● **EXCERPT**:
·····

A mapping of drug space from the viewpoint of small molecule metabolism

Abstract

Small molecule drugs target many core metabolic enzymes in humans and pathogens, often mimicking endogenous ligands. The effects may be therapeutic or toxic, but are frequently unexpected. A large-scale mapping of the intersection between drugs and metabolism is needed to better guide drug discovery. To map the intersection between drugs and metabolism, we have grouped drugs and metabolites by their associated targets and enzymes using ligand-based set signatures created to quantify their degree of similarity in chemical space. The results reveal the chemical space that has been explored for metabolic targets, where successful drugs have been found, and what novel territory remains. To aid other researchers in their drug discovery efforts, we have created an online resource of interactive maps linking drugs to metabolism. These maps predict the "effect space" comprising likely target enzymes for each of the 246 MDDR drug classes in humans. The online resource also provides species-specific interactive drug-metabolism maps for each of the 385 model organisms and pathogens in the BioCyc database collection. Chemical similarity links between drugs and metabolites predict potential toxicity, suggest routes of metabolism, and reveal drug polypharmacology. The metabolic maps enable interactive navigation of the vast biological data on potential metabolic drug targets and the drug chemistry currently available to prosecute those targets. Thus, this work provides a large-scale approach to ligand-based prediction of drug action in small molecule metabolism.

Figure 1. Similarity Ensemble Approach (SEA).

SEA compares groups of ligands based upon bond topology. Example ligand sets include the thymidylate synthase reaction set, composed of the reaction substrates and products, and the nucleotide reverse transcriptase inhibitor (NRTI) drug set, which includes known inhibitors of the nucleoside reverse transcriptase enzyme. Fingerprints representing the bond topology of each molecule are generated. Raw scores between sets are calculated based upon Tanimoto coefficients between fingerprints for all molecule pairs. Finally, the raw scores are compared to a background distribution to determine the expectation value (E) representing the chemical similarity between sets. See Methods for further details.

Figure 2. Selected best hits between MetaCyc reaction sets and MDDR drug sets.

Figure 3. Effect-space map showing chemical similarity between specific drug classes and metabolites in human folate and pyrimidine biosynthesis.

·····

● **SOURCE INFORMATION**:
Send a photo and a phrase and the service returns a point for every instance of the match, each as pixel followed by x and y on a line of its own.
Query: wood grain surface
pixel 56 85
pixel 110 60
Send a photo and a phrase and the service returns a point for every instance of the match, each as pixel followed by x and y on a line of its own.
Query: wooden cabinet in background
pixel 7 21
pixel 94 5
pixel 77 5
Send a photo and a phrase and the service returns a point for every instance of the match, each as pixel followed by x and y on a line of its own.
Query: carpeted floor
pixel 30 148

·····

● **TASK LIST**:
1 > List the titles of all the figures in the drug-space mapping text.
2 > Write the next part of the drug-space mapping text, starting right after the Figure 3 title.

● **EXERCISE RESULTS**:
1 >
Similarity Ensemble Approach (SEA).
Selected best hits between MetaCyc reaction sets and MDDR drug sets.
Effect-space map showing chemical similarity between specific drug classes and metabolites in human folate and pyrimidine biosynthesis.

2 >
Each node represents one reaction set – the substrates and products of a single human metabolic reaction. Edges connect the reactions in the canonical pathway as annotated in HumanCyc . As given in the color key, each reaction is colored according to the expectation value indicating the strength of similarity between that target reaction set and the respective MDDR drug set. Diamond shaped nodes indicate reactions catalyzed by enzymes annotated as known drug targets in the MDDR; circles indicate reactions catalyzed by enzymes not annotated as targets. Reaction key: 1. Deoxyuridine kinase 2. Thymidine kinase 3. Thymidylate kinase 4. Deoxythymidine diphosphate kinase 5. Thymidylate synthase (TS) 6. Methylene tetrahydrofolate reductase 7. Dihydrofolate reductase (DHFR) 8. Deoxyuridine diphosphate kinase 9. Deoxyuridine triphosphate diphosphatase.

Figure 4. Selected links between MDDR drug classes and human folate and pyrimidine metabolism.

Figure 5. Effect-space map showing chemical similarity between drugs and metabolites in MRSA.

Canonical pathway representation of methicillin-resistant Staphylococcus aureus (MRSA) small molecule metabolism colored by expectation value of the best hit against MDDR. Reactions that are also present in humans have been faded. Layout based upon the Cytoscape 2.5 y-files hierarchical layout. Edge lengths are not significant. For ease of viewing, reactions are not labeled but can be identified in the interactive versions of the maps available at the online resource.

Figure 6. Essential and synthetic lethal map of MRSA metabolism.

Canonical pathway representation of methicillin-resistant Staphylococcus aureus (MRSA) small molecule metabolism colored by essentiality and synthetic lethality of reactions. Key: black = essential reaction; other colors = synthetic lethal reaction pairs; node size = similarity to top MDDR hit (bigger is more drug-like); diamond shape = MDDR drug target; faded border = human reaction.